### TASK GOAL
Please reproduce all of the records below word for word, leaving out the pictures.

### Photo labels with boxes
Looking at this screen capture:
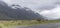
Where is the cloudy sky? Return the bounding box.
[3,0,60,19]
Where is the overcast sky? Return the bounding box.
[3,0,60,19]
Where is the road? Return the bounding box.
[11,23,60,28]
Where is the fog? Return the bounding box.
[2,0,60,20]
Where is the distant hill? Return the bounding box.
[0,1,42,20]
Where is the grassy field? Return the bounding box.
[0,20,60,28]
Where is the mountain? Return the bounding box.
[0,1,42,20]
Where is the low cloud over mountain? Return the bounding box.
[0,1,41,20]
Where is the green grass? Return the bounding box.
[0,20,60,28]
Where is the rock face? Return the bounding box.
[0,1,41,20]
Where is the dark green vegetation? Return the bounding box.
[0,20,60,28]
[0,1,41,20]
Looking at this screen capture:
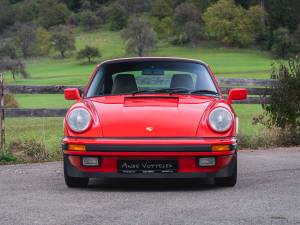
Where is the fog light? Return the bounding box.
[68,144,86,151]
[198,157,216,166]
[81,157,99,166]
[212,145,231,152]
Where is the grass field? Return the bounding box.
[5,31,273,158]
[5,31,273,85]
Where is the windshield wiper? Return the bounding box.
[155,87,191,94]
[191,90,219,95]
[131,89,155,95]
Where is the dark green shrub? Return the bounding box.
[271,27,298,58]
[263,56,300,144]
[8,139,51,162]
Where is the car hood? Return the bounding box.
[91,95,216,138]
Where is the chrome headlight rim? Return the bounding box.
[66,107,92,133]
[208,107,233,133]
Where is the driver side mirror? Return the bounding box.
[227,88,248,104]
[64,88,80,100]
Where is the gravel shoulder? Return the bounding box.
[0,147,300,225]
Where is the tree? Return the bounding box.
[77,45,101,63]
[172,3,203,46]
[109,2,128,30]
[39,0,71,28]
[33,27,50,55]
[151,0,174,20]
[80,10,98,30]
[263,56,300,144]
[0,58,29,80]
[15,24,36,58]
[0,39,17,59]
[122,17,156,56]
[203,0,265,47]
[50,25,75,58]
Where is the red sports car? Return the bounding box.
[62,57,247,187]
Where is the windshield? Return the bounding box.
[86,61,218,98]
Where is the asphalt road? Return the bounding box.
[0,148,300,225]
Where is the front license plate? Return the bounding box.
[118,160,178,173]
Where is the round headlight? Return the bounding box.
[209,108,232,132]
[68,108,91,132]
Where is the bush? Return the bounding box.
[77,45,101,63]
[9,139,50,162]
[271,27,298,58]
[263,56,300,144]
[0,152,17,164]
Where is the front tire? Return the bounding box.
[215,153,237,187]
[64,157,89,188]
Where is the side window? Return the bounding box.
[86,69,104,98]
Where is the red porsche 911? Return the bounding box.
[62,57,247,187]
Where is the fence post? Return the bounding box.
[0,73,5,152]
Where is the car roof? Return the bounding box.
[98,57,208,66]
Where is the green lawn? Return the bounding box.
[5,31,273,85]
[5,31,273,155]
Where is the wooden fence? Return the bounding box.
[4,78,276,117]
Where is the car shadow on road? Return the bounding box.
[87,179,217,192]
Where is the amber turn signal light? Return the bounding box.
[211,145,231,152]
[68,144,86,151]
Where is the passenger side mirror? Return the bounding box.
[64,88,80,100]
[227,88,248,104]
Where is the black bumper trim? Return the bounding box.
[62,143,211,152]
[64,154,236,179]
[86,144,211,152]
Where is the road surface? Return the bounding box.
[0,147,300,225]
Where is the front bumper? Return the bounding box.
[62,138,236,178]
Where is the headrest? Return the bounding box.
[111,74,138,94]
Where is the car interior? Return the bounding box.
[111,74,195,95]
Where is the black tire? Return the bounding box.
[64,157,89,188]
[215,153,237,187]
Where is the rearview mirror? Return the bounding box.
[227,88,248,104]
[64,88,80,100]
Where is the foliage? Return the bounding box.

### REPLY
Looking at this screen capture:
Where is the cloudy sky? Return the bounding box.
[3,0,60,19]
Where is the overcast sky? Return the bounding box.
[3,0,60,19]
Where is the road? Return the bounding box.
[11,23,60,28]
Where is the fog? Return the bounding box.
[2,0,60,20]
Where is the distant hill? Return the bounding box.
[0,1,42,20]
Where is the grassy field? Return the bounding box.
[0,20,60,28]
Where is the mountain? Return the bounding box.
[0,1,42,20]
Where is the low cloud over mountain? Return the bounding box.
[0,1,41,20]
Where is the green grass? Return the bounding box.
[0,20,60,28]
Where is the rock face? Return the bounding box.
[0,1,41,20]
Where is the dark green vegetation? Return the bounding box.
[0,20,60,28]
[0,1,41,20]
Looking at this screen capture:
Where is the fog light? Return the bounding box.
[68,144,86,151]
[198,157,216,166]
[81,157,99,166]
[212,145,231,152]
Where is the grass field? Return the bounding box.
[5,31,273,158]
[5,31,273,85]
Where is the windshield wiper? Return the bounding box.
[155,87,191,94]
[191,90,219,95]
[131,89,155,95]
Where is the dark green shrub? Return the bounding box.
[271,27,298,58]
[263,56,300,144]
[8,139,51,162]
Where is the car hood? Return the bounding box.
[91,95,216,138]
Where is the chrome headlight rim? Return the bounding box.
[66,107,92,133]
[208,107,233,133]
Where is the driver side mirror? Return the bounding box.
[227,88,248,104]
[64,88,80,100]
Where is the gravel shoulder? Return the bounding box.
[0,147,300,225]
Where is the tree? Return the bounding box.
[77,45,101,63]
[172,3,203,46]
[109,2,128,30]
[39,0,71,28]
[33,27,50,55]
[151,0,174,20]
[80,10,98,30]
[263,56,300,144]
[0,58,29,80]
[15,24,36,58]
[0,39,17,59]
[122,17,156,56]
[203,0,265,47]
[50,25,75,58]
Where is the red sports car? Return the bounding box.
[62,57,247,187]
Where is the windshield? Return the bounding box.
[86,61,218,98]
Where is the asphalt road? Return the bounding box.
[0,148,300,225]
Where is the front license plate? Return the bounding box.
[118,160,178,173]
Where is the round headlight? Return the bounding box.
[209,108,232,132]
[68,108,91,132]
Where is the bush? Return the bounding box.
[77,45,101,63]
[9,139,50,162]
[271,27,298,58]
[263,56,300,144]
[0,152,17,164]
Where is the front tire? Return the bounding box.
[215,153,237,187]
[64,157,89,188]
Where is the side window? Return the bounding box.
[86,69,104,98]
Where is the red porsche 911? Return the bounding box.
[62,57,247,187]
Where is the fence post? Return the bounding box.
[0,73,5,152]
Where is the car roof? Return the bounding box.
[98,57,208,66]
Where is the green lawn? Return the bounding box.
[5,31,273,85]
[5,31,273,155]
Where is the wooden fence? Return the bounding box.
[4,78,276,117]
Where is the car shadow on road? Return the bounding box.
[87,179,217,192]
Where is the amber turn signal light? Return the bounding box.
[211,145,231,152]
[68,144,86,151]
Where is the passenger side mirror? Return the bounding box.
[64,88,80,100]
[227,88,248,104]
Where is the black bumper trim? Return the bounding box.
[62,143,211,152]
[64,154,236,179]
[86,144,211,152]
Where is the road surface? Return the bounding box.
[0,147,300,225]
Where is the front bumper? Return the bounding box.
[62,138,236,178]
Where is the headrest? Return the bounding box.
[111,74,138,94]
Where is the car interior? Return the bounding box.
[111,74,195,95]
Where is the black tire? Return the bounding box.
[64,157,89,188]
[215,153,237,187]
Where is the rearview mirror? Return the bounding box.
[227,88,248,104]
[64,88,80,100]
Where is the foliage? Return the bounding box.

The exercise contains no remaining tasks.